▸ REQUIREMENT: Produce all the records again exactly as they stand.

▸ DATASET CONTENT:

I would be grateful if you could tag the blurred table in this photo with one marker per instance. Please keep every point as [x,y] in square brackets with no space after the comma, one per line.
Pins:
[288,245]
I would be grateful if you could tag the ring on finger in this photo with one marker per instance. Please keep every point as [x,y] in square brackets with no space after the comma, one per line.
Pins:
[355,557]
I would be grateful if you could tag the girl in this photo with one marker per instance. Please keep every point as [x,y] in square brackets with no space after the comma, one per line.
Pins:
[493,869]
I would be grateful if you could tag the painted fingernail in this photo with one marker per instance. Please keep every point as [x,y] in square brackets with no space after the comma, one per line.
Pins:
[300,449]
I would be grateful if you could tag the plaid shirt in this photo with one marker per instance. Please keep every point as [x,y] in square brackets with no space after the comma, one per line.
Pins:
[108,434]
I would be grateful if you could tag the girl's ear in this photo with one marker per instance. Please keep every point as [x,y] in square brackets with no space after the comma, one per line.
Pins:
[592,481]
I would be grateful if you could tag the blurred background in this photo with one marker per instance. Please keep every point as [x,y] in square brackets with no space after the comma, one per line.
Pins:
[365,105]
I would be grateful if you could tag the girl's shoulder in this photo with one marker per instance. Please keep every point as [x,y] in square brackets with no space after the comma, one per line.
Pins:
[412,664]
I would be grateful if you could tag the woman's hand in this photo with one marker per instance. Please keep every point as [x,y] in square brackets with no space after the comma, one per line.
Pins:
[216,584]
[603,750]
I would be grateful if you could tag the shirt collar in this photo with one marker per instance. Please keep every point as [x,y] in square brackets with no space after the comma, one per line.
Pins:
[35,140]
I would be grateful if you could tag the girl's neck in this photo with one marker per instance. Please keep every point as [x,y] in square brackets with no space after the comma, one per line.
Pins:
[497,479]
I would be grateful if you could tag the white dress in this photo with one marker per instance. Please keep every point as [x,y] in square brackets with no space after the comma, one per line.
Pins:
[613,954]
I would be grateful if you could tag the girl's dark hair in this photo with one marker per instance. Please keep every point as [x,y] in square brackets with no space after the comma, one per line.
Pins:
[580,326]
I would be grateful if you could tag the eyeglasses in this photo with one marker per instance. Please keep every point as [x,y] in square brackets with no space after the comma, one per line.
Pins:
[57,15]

▸ THE COMPLETED TASK:
I would be grateful if you could tag the blurred table in this photo with one marker per instance. Please keep every point as [x,y] in square brackets with no space after the comma, one per line.
Pins:
[288,245]
I would be grateful if you could tag the ring on finger in this photo with one marker per instance. Please keep every point as [x,y] in square brackets with no space after the comma, one per line.
Pins:
[355,557]
I would be grateful if you could tag the girl in this photo with one marker per instance. Please keep every point as [x,y] in square brackets with no space after the comma, one per line.
Pins:
[493,869]
I would be grateful if you could tag the painted fingernail in this photo with one marker per instance. Please keep every point as [x,y] in square brackets with no space after the comma, one per line.
Pins:
[300,449]
I would be grateful if you could tag the plaid shirt in this photo with one marker per instance. Please keep every point as [x,y] in square brackets with no space after the comma, one per line.
Pins:
[108,434]
I would be grateful if you could tag the girl's ear in this photo with one marker per instance. Please keep every point as [x,y] in square brackets with no space after the comma, one per line.
Pins:
[592,481]
I would be grateful if you could tag the blurred background in this photo with one marker per instance. Please keep every point as [x,y] in square brackets with no space after the comma, one per line.
Pins:
[365,105]
I would be grateful if you could tag the girl's shoulder in this photo with one marker per instance. Please keep every point as [x,y] in square brackets with no space after the comma, one per line.
Pins:
[412,664]
I would be grateful if you could tag the woman's hand in this photo with one marker per instance. Please keep every point as [x,y] in square brackets with no space after the comma, one per line.
Pins:
[216,584]
[603,750]
I would be grateful if you could tag the shirt collar in this photo with one marker per instance. Please keep every point as [x,y] in square brackets with no space after the comma, one per line.
Pins:
[35,140]
I would be grateful if you could tag the girl's neck in this photo with one marker per instance. Please keep every point as [x,y] in square brackets with no space after the comma, one per line.
Pins:
[497,479]
I would be grateful if you could tag the white dress in this photo with one marker per instance. Please keep every point as [x,y] in square brackets with no space after the comma, one per line.
Pins:
[613,954]
I would be grateful if you could tag the girl's dark hair in this photo with one marker per instance. Please keep every point as [x,y] in square brackets with no space after the comma, one per line.
Pins:
[580,326]
I would be grateful if you could tag the eyeglasses in this photo with one marker per instance. Please keep every point as [x,y] in square brackets with no space after the comma, one per line.
Pins:
[57,15]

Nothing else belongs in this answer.